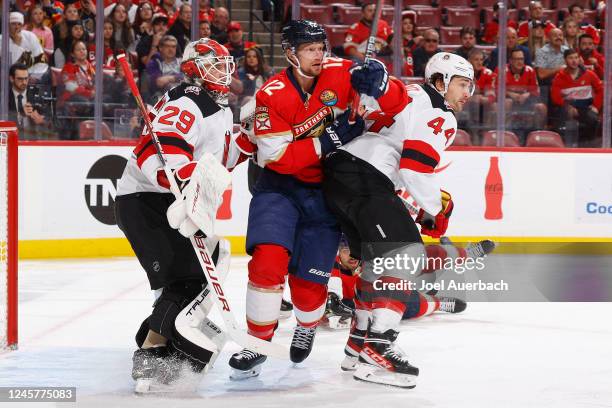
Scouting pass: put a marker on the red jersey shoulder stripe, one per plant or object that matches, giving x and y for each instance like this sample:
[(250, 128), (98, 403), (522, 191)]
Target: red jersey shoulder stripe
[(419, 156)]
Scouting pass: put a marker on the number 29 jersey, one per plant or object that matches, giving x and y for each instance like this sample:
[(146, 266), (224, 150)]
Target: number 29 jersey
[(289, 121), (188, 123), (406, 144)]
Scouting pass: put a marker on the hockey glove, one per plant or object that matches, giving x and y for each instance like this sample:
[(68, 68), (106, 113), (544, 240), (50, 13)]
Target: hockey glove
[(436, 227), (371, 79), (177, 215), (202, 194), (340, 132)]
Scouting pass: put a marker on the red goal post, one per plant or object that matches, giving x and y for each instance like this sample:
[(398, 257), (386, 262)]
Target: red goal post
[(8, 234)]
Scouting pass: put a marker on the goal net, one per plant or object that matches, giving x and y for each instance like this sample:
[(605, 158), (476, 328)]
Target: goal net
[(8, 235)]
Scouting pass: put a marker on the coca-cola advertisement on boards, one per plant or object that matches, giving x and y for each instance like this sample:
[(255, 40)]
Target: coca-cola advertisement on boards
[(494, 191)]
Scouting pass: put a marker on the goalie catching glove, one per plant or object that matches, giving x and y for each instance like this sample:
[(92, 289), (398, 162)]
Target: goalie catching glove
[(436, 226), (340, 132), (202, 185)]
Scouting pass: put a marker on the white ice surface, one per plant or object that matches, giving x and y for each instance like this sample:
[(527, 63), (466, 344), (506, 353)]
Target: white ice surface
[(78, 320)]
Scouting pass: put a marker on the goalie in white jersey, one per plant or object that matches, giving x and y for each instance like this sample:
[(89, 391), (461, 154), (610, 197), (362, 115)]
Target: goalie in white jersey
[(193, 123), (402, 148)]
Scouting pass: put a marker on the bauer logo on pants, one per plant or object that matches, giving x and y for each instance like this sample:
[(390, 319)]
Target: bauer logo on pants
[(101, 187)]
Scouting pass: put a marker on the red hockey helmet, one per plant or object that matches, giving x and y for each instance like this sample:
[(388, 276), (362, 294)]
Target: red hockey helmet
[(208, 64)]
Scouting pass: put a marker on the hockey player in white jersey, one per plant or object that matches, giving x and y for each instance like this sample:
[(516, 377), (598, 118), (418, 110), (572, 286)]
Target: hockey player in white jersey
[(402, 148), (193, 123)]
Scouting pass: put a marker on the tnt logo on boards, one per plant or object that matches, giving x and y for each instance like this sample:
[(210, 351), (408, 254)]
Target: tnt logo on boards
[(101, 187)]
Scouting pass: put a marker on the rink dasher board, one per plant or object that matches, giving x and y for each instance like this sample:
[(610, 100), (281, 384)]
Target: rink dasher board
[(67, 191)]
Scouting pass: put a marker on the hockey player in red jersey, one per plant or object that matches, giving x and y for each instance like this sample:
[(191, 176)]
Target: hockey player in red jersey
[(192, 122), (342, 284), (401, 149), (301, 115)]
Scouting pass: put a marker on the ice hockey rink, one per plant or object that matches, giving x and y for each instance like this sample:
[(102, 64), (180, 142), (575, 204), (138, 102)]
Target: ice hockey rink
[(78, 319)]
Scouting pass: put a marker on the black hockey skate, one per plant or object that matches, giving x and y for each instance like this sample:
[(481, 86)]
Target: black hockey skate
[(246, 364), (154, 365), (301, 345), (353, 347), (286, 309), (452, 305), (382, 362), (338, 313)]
---
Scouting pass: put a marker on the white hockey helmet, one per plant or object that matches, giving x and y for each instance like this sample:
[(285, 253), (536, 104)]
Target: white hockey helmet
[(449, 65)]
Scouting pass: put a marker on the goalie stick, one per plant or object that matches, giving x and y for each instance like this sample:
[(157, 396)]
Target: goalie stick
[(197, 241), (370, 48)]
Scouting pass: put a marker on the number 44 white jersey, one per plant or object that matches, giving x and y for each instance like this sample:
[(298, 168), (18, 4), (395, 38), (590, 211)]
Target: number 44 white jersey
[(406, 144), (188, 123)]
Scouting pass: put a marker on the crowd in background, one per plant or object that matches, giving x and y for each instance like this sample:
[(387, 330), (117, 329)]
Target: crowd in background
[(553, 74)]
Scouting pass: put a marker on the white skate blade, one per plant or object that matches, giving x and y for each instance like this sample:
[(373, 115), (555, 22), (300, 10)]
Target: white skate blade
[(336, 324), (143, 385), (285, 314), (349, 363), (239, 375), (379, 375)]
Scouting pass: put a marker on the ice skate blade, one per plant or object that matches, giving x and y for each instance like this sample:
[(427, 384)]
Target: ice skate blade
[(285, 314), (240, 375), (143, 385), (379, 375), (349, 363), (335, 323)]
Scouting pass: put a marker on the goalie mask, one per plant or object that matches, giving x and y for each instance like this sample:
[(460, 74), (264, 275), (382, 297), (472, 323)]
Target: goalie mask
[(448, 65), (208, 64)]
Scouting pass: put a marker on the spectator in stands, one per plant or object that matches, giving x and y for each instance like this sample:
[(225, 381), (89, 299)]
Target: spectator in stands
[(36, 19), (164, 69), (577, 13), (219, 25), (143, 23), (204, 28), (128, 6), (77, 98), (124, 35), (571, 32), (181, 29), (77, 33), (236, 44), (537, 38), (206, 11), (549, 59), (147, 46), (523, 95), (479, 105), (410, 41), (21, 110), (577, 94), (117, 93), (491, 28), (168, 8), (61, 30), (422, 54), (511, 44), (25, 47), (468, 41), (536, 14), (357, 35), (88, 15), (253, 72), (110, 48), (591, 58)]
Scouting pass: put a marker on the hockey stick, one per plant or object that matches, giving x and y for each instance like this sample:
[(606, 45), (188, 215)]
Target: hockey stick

EXERCISE BRIEF
Extract every line in the text above that contains the word "helmet", copying each one in full.

SOLUTION TO THIS PROBLEM
Scouting pass: put a marker on the red hockey helmet, one per plant or object that matches, giving x and y for each instance like this sample:
Target: red hockey helmet
Scouting pass: put a marker on the white hockey helmet, one per plant or object that matches, giving x and y for each instance like this sample:
Target: white hockey helmet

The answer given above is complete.